Exercise: Rewrite the lines below, swapping "potted plant" for "houseplant" wherever it occurs and leaving everything else untouched.

Dataset records:
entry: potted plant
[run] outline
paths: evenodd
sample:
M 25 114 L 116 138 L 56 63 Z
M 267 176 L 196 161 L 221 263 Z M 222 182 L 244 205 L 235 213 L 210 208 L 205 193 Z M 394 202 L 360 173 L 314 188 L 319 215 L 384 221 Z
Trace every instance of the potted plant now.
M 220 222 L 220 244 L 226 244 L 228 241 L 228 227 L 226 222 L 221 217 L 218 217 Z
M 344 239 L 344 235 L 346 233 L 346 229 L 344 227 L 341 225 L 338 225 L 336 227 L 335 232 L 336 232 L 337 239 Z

Exercise response:
entry: houseplant
[run] outline
paths: evenodd
sample:
M 25 114 L 116 138 L 56 63 Z
M 267 176 L 196 161 L 221 263 Z M 222 182 L 244 205 L 235 213 L 210 208 L 205 193 Z M 394 202 L 360 173 L 314 188 L 319 215 L 384 221 Z
Trace every instance of the houseplant now.
M 220 222 L 220 244 L 226 244 L 228 241 L 228 227 L 226 222 L 221 217 L 218 217 Z
M 344 239 L 344 235 L 346 233 L 346 229 L 344 227 L 341 225 L 338 225 L 336 227 L 335 232 L 336 232 L 337 239 Z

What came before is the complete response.